DOCUMENT PASSAGE
= = = = =

Derrick Jensen, an environmental anarchist, notes that cultures, families, governments, and nations relate to themselves as they relate to their land base. Those cultures which spawn abusers of children, abusers of women, and rapists also destroy their own land, destroying, as it were, the very ground beneath their feet. Abusers are abusers, and the land base is another silent victim (Endgame, vol. 1, Seven Stories Press, 2006, p. 155ff.).

These same cultures and abusers will also become self-destructive and will over-produce, over-consume, and over-pollute until death—the death of the land, of the abuser, or of the victims. The abuser will engage in playground bullying on a local, national, and global scale until a victim strikes back, fulfilling the abuser’s self-destruction.

Combining and synthesizing the thoughts of Augsburger and Jensen (which might shock or distress them both), I return again to the notion of Mennonites as the quiet in the land and as a peaceful people. I return again to my quiet in the land, and to my peace, and how I try to be a peacemaker in this land and with people. How do I, as a Mennonite farmer, intend to do this? How do I begin to grow in relationship with Jesus Christ, cease the encompassing sins of self-destruction, and learn to be quiet in the land?

= = = = =

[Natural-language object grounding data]
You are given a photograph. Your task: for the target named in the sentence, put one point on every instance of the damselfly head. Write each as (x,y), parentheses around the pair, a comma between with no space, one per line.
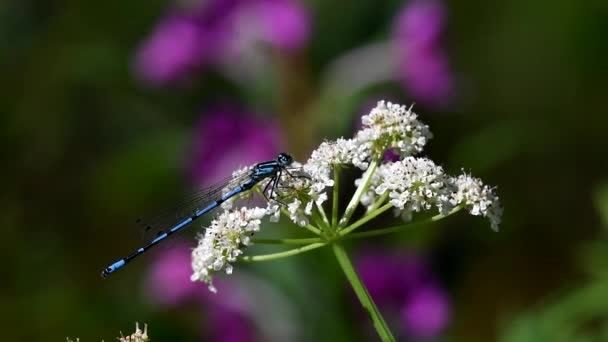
(284,159)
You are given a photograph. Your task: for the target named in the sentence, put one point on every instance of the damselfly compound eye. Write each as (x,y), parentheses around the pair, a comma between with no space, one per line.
(285,159)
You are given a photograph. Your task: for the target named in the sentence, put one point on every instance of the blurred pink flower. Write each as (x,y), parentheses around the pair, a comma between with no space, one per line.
(226,139)
(168,280)
(217,32)
(168,284)
(172,50)
(426,313)
(404,285)
(425,71)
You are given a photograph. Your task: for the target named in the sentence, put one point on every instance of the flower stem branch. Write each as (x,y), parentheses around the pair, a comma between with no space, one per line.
(354,201)
(284,254)
(362,293)
(334,211)
(322,215)
(304,241)
(365,219)
(395,229)
(379,202)
(310,227)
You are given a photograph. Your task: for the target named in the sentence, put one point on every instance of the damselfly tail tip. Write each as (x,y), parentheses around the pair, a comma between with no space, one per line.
(106,272)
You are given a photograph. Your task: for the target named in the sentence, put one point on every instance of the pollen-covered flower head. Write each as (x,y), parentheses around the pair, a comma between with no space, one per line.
(224,241)
(390,125)
(406,184)
(413,185)
(477,198)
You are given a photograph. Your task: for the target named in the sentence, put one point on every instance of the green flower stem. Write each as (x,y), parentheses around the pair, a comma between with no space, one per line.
(354,201)
(379,201)
(395,229)
(284,254)
(362,293)
(318,220)
(365,219)
(310,227)
(322,215)
(305,241)
(334,211)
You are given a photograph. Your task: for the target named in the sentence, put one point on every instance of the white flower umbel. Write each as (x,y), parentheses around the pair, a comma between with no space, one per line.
(413,185)
(407,186)
(137,336)
(390,125)
(223,242)
(478,199)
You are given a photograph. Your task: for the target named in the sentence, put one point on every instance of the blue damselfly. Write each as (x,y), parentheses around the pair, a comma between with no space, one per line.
(213,197)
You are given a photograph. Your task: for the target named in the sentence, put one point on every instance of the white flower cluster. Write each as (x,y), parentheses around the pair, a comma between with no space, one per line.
(412,184)
(477,198)
(390,125)
(417,184)
(137,336)
(223,241)
(387,126)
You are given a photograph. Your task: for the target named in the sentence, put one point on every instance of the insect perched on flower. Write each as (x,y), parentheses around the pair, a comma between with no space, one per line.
(408,185)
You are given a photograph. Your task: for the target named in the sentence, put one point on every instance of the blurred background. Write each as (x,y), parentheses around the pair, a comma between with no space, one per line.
(111,110)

= = = = =

TASK 1
In the passage about Mennonites and the land, how does Derrick Jensen say cultures, families, governments, and nations relate to themselves?
TASK 2
From the passage about Mennonites and the land, repeat the part that opens with the words containing "Derrick Jensen, an" and closes with "2006, p. 155ff.).".

REPLY 1
They relate to themselves as they relate to their land base.

REPLY 2
Derrick Jensen, an environmental anarchist, notes that cultures, families, governments, and nations relate to themselves as they relate to their land base. Those cultures which spawn abusers of children, abusers of women, and rapists also destroy their own land, destroying, as it were, the very ground beneath their feet. Abusers are abusers, and the land base is another silent victim (Endgame, vol. 1, Seven Stories Press, 2006, p. 155ff.).